#### ENTRIES SHOWN

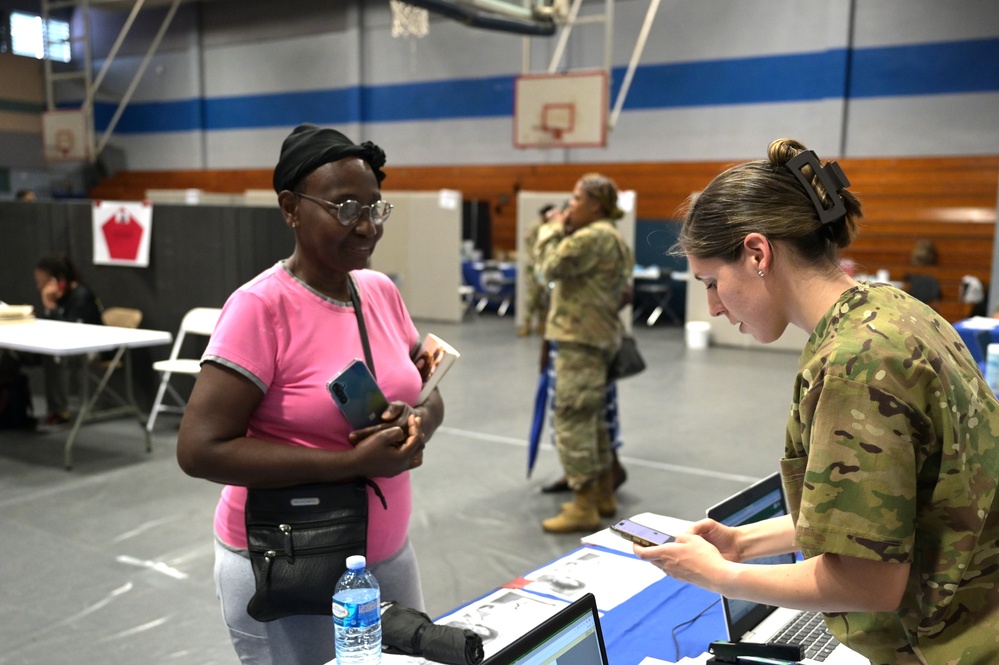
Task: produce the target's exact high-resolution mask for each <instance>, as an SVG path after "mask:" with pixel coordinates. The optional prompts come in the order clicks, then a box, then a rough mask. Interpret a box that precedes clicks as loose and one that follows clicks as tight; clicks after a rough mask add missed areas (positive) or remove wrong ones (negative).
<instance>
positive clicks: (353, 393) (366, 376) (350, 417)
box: [326, 358, 388, 429]
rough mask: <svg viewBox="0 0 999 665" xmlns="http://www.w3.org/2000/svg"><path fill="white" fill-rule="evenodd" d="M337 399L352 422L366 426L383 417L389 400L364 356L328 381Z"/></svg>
mask: <svg viewBox="0 0 999 665" xmlns="http://www.w3.org/2000/svg"><path fill="white" fill-rule="evenodd" d="M326 389H327V390H328V391H329V393H330V396H331V397H332V398H333V402H334V403H335V404H336V405H337V407H338V408H339V409H340V412H341V413H343V416H344V418H346V419H347V422H348V423H350V427H351V429H363V428H365V427H370V426H371V425H375V424H377V423H380V422H381V421H382V413H384V412H385V409H387V408H388V400H387V399H385V395H384V394H382V391H381V388H379V387H378V383H377V382H376V381H375V377H373V376H371V372H370V371H369V370H368V366H367V365H365V364H364V361H363V360H360V359H359V358H355V359H354V360H352V361H351V362H350V364H348V365H347V366H346V367H344V368H343V369H342V370H340V371H339V372H338V373H337V374H336V376H334V377H333V378H332V379H330V380H329V383H327V384H326Z"/></svg>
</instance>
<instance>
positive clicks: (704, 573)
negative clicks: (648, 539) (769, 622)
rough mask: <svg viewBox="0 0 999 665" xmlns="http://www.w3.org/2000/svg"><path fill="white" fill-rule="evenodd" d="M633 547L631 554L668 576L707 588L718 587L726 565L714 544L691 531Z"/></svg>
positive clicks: (717, 590) (682, 580) (719, 588)
mask: <svg viewBox="0 0 999 665" xmlns="http://www.w3.org/2000/svg"><path fill="white" fill-rule="evenodd" d="M634 550H635V556H637V557H638V558H639V559H642V560H644V561H648V562H649V563H651V564H652V565H654V566H655V567H656V568H659V569H660V570H662V571H663V572H664V573H666V574H667V575H669V576H670V577H674V578H676V579H678V580H680V581H682V582H689V583H690V584H696V585H697V586H699V587H702V588H705V589H708V590H711V591H720V586H719V581H720V580H722V579H724V577H725V569H726V567H727V566H728V565H729V562H728V561H727V560H726V559H725V557H724V556H722V553H721V552H720V551H719V550H718V548H717V547H715V546H714V545H713V544H711V543H710V542H708V541H707V540H706V539H705V538H703V537H701V536H699V535H697V534H695V533H693V532H687V533H681V534H679V535H677V536H676V540H674V541H672V542H669V543H666V544H665V545H657V546H654V547H642V546H641V545H635V546H634Z"/></svg>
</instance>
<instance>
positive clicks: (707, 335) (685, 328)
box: [684, 321, 711, 349]
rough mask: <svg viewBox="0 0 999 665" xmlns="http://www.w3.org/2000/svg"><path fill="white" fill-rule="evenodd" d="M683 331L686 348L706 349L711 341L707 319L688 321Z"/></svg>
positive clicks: (694, 348) (689, 348)
mask: <svg viewBox="0 0 999 665" xmlns="http://www.w3.org/2000/svg"><path fill="white" fill-rule="evenodd" d="M685 333H686V334H685V335H684V339H685V340H686V341H687V348H688V349H706V348H708V344H709V343H710V341H711V324H710V323H708V322H707V321H688V322H687V325H686V326H685Z"/></svg>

########

Copy every item above line for line, but leave out the pictures.

Task: produce the target's exact high-resolution mask for each <instance>, as an SVG path after "mask:" with pixel coordinates. The optional prompts come in the order clicks, then a box, then a rough mask. Interpret a box that precedes clicks as loose and one that follows clicks as tight; clicks after a rough mask add missed areas (positive) or remove wrong ones (negative).
<instance>
positive clicks: (353, 393) (366, 376) (350, 417)
box: [326, 358, 388, 429]
rough mask: <svg viewBox="0 0 999 665" xmlns="http://www.w3.org/2000/svg"><path fill="white" fill-rule="evenodd" d="M337 399L352 422L366 426L383 417L389 400L364 356L328 381Z"/></svg>
mask: <svg viewBox="0 0 999 665" xmlns="http://www.w3.org/2000/svg"><path fill="white" fill-rule="evenodd" d="M326 389H327V390H328V391H329V393H330V396H331V397H332V398H333V402H334V403H335V404H336V405H337V407H338V408H339V409H340V412H341V413H343V416H344V418H346V419H347V422H348V423H350V427H351V429H363V428H365V427H370V426H371V425H375V424H377V423H380V422H381V421H382V413H384V412H385V409H387V408H388V400H387V399H385V395H384V394H382V391H381V388H379V387H378V383H377V382H376V381H375V377H373V376H371V372H370V371H369V370H368V366H367V365H365V364H364V361H363V360H360V359H359V358H355V359H354V360H352V361H351V362H350V364H348V365H347V366H346V367H344V368H343V369H342V370H340V371H339V372H338V373H337V374H336V376H334V377H333V378H332V379H330V380H329V383H327V384H326Z"/></svg>
</instance>
<instance>
positive clicks: (704, 573)
negative clicks: (648, 539) (769, 622)
rough mask: <svg viewBox="0 0 999 665" xmlns="http://www.w3.org/2000/svg"><path fill="white" fill-rule="evenodd" d="M633 547L631 554L668 576L707 588L718 587L726 565L714 544L691 531Z"/></svg>
positive clicks: (717, 590) (682, 580) (719, 588)
mask: <svg viewBox="0 0 999 665" xmlns="http://www.w3.org/2000/svg"><path fill="white" fill-rule="evenodd" d="M634 550H635V556H637V557H638V558H639V559H642V560H644V561H648V562H649V563H651V564H652V565H654V566H655V567H656V568H659V569H660V570H662V571H663V572H664V573H666V574H667V575H669V576H670V577H674V578H676V579H678V580H680V581H682V582H689V583H690V584H696V585H697V586H699V587H702V588H705V589H708V590H711V591H720V586H719V581H720V580H722V579H724V577H725V569H726V567H727V566H728V565H729V562H728V561H727V560H726V559H725V557H724V556H722V553H721V552H720V551H719V550H718V548H717V547H715V546H714V545H713V544H711V543H710V542H708V541H707V540H706V539H705V538H703V537H701V536H699V535H697V534H695V533H693V532H687V533H681V534H679V535H677V536H676V540H674V541H672V542H669V543H666V544H665V545H657V546H654V547H642V546H641V545H635V546H634Z"/></svg>
</instance>
<instance>
positive clicks: (707, 335) (685, 328)
box: [684, 321, 711, 349]
rough mask: <svg viewBox="0 0 999 665" xmlns="http://www.w3.org/2000/svg"><path fill="white" fill-rule="evenodd" d="M683 331L686 348L706 349L711 341L707 319L688 321Z"/></svg>
positive clicks: (694, 348) (689, 348)
mask: <svg viewBox="0 0 999 665" xmlns="http://www.w3.org/2000/svg"><path fill="white" fill-rule="evenodd" d="M685 333H686V334H685V335H684V339H685V340H686V341H687V348H688V349H706V348H708V344H709V343H710V341H711V324H710V323H708V322H707V321H688V322H687V325H686V326H685Z"/></svg>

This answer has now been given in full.